# Task goal
Transcribe the material verbatim, beginning at the line that contains "Can you see the shed" and stopping after the last line of the material.
::::
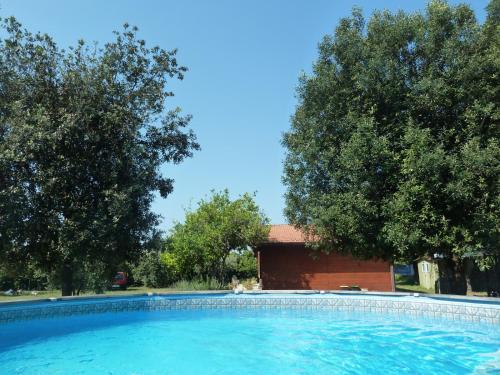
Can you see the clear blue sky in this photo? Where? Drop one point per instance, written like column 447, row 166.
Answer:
column 244, row 58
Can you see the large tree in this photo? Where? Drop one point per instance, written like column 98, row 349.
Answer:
column 394, row 146
column 83, row 133
column 210, row 233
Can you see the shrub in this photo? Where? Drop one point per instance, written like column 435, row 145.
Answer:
column 151, row 270
column 197, row 284
column 243, row 265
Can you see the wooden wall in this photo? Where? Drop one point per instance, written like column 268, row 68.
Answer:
column 290, row 266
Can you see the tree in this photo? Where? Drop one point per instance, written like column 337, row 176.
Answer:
column 83, row 133
column 393, row 150
column 217, row 227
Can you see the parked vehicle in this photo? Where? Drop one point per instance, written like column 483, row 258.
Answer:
column 120, row 281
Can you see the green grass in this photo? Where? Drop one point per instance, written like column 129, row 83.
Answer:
column 177, row 287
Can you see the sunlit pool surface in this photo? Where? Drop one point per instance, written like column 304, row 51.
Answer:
column 247, row 341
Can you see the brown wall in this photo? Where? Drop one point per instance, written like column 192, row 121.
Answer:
column 284, row 266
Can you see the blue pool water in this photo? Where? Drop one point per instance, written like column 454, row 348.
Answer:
column 247, row 341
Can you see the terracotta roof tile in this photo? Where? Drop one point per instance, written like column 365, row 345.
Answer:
column 286, row 233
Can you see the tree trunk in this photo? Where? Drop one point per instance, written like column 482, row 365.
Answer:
column 67, row 279
column 416, row 277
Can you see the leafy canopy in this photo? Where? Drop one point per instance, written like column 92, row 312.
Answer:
column 394, row 150
column 216, row 228
column 83, row 133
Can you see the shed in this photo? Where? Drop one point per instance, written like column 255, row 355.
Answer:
column 284, row 262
::::
# Solution to this problem
Can you see the shed in this photo? Where? Drop one point per instance, written like column 255, row 355.
Answer:
column 284, row 262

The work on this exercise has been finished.